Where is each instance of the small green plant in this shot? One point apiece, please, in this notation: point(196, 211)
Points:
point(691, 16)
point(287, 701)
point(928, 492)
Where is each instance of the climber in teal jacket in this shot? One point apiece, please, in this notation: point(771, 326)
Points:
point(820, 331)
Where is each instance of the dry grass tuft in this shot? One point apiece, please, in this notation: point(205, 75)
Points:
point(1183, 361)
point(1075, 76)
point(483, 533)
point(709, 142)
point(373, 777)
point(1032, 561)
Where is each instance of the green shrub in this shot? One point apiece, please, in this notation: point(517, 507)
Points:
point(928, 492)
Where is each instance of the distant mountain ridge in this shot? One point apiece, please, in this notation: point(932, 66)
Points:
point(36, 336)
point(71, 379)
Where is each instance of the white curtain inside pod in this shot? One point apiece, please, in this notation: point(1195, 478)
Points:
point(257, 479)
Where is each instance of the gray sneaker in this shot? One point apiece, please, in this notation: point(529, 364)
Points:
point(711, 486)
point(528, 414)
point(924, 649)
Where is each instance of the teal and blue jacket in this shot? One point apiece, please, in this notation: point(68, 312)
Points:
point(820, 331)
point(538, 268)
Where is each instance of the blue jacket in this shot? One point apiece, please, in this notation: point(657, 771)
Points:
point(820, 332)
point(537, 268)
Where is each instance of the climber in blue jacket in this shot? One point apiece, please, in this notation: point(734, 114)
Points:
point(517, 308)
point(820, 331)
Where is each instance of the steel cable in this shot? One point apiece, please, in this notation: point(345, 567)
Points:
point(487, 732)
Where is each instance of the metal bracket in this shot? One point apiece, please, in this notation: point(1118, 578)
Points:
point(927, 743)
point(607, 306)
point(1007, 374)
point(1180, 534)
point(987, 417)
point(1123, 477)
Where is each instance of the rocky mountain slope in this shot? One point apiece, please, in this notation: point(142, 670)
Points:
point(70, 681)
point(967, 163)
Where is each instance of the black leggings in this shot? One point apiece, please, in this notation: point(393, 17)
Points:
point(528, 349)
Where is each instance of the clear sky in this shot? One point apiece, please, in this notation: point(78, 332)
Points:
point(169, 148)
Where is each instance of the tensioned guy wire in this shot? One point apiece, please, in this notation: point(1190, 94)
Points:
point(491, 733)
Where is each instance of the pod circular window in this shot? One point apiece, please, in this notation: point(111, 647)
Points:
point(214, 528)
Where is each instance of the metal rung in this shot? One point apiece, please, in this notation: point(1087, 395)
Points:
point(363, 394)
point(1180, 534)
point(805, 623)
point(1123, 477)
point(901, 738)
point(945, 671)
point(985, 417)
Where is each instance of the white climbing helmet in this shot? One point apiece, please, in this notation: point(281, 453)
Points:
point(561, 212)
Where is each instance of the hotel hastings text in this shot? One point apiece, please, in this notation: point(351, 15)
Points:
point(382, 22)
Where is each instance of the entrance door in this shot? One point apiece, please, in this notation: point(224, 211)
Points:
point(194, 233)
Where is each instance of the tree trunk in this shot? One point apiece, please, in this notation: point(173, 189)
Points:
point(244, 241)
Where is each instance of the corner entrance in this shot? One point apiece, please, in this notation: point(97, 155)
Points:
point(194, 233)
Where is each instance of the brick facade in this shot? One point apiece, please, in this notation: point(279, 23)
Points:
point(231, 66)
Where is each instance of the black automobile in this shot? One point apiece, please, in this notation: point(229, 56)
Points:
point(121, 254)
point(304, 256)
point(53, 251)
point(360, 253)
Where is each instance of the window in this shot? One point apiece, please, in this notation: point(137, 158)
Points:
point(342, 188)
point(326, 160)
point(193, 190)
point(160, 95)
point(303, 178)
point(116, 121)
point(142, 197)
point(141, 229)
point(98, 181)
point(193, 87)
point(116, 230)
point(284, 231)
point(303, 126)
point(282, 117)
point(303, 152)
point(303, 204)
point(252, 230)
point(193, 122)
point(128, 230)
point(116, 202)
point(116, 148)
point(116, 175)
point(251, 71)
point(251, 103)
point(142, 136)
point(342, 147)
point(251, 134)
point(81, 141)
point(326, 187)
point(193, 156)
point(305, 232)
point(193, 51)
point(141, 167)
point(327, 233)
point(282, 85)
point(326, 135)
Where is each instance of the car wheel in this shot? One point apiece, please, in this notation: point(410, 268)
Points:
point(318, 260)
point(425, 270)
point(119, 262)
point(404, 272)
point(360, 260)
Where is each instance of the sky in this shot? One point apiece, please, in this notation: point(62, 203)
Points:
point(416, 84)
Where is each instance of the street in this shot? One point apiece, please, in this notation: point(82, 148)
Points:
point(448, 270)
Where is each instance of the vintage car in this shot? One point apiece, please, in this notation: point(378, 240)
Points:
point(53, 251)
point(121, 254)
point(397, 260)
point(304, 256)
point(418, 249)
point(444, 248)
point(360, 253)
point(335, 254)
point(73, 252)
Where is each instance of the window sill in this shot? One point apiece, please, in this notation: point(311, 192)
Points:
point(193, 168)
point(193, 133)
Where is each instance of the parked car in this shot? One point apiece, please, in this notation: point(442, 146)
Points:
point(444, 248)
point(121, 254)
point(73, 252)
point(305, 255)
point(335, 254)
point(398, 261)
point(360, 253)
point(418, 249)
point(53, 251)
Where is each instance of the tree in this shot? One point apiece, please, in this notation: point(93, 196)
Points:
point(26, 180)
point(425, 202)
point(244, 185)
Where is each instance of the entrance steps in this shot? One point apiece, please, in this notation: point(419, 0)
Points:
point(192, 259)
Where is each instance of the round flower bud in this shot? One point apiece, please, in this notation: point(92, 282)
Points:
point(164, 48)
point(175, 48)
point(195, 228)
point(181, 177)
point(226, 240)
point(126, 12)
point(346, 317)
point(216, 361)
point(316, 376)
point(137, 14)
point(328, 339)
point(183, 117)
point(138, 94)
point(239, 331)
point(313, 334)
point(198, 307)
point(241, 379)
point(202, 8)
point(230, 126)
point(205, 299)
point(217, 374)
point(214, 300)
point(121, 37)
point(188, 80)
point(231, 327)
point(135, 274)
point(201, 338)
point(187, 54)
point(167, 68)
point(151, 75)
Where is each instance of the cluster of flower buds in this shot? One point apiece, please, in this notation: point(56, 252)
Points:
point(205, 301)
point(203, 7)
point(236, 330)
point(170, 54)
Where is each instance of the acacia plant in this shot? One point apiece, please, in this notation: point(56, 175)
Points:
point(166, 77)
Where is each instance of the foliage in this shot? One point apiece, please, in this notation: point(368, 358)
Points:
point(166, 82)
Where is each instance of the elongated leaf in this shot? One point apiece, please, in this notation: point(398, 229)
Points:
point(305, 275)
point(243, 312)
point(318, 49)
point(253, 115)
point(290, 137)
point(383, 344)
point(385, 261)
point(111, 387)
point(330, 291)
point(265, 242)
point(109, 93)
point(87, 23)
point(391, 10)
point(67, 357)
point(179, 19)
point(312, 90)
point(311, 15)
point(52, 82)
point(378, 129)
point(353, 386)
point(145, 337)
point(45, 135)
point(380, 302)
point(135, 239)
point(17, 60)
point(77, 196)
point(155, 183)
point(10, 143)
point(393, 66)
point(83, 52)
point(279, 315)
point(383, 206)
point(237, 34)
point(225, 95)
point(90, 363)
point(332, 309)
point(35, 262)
******
→ WORK TO COMPLETE: Copy the records between the line containing "Where is each instance of the steel" and the line containing "point(487, 732)", inclusive, with "steel cable" swapped for "wire rope" and nothing else altered.

→ RIGHT ANSWER:
Where is each instance of the wire rope in this shot? One point apiece, please, in this notation: point(345, 567)
Points:
point(487, 732)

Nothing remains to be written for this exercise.